§ Problem requirements
Restate the records below word for word.
start Material provided
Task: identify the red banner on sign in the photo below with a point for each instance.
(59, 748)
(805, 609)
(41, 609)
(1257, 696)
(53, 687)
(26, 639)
end Material provided
§ Solution for this exercise
Task: identify the red banner on sign in the photo below with a point for each instance.
(59, 748)
(805, 609)
(41, 609)
(1257, 696)
(53, 687)
(26, 639)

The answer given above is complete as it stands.